====== PASSAGE TO READ ======

Shadowlands | 1993
- Locations |
- Oxfordshire;
- London;
- Herefordshire;
- Leicestershire;
- Surrey;
- Worcestershire
- DIRECTOR |
- Richard Attenborough
Dry old stick CS Lewis (Anthony Hopkins) discovers emotional commitment with spirited American Joy Gresham (Debra Winger) just as she discovers she has terminal cancer, in Richard Attenborough’s filming of the William Nicholson play.
Lewis, author of the Chronicles Of Narnia, was an Oxford don, and the film naturally includes many of the University’s landmarks.
The college, at which Lewis teaches, and suffers the cynicism of his fellows, is Magdalen College (which is pronounced 'maudlin'), and the film opens with a service in the its magnificent with its 15th century Chapel. Afterwards, the dons process to a formal meal in Magdalen’s carved oak Dining Hall.
Lewis later studies in Duke Humphrey’s Library (which is where Harry tries to find out about Nicholas Flamel in Harry Potter And The Philosopher’s Stone).
Joy is amused by the Pageant of Learning and the singing of the National Anthem in the Sheldonian Theatre (also seen in the 1997 film of The Saint as well as Michael Cimino’s epic Western Heaven’s Gate).

======

## ASSIGNMENT
Reproduce the passage of the Shadowlands filming locations text that starts with "The college, at" and goes on through "The Philosopher’s Stone).".

====== AVAILABLE DATA ======

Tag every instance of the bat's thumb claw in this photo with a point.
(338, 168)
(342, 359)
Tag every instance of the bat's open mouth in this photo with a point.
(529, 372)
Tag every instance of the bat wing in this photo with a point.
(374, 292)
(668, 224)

======

## ANSWER SECTION
The college, at which Lewis teaches, and suffers the cynicism of his fellows, is Magdalen College (which is pronounced 'maudlin'), and the film opens with a service in the its magnificent with its 15th century Chapel. Afterwards, the dons process to a formal meal in Magdalen’s carved oak Dining Hall.
Lewis later studies in Duke Humphrey’s Library (which is where Harry tries to find out about Nicholas Flamel in Harry Potter And The Philosopher’s Stone).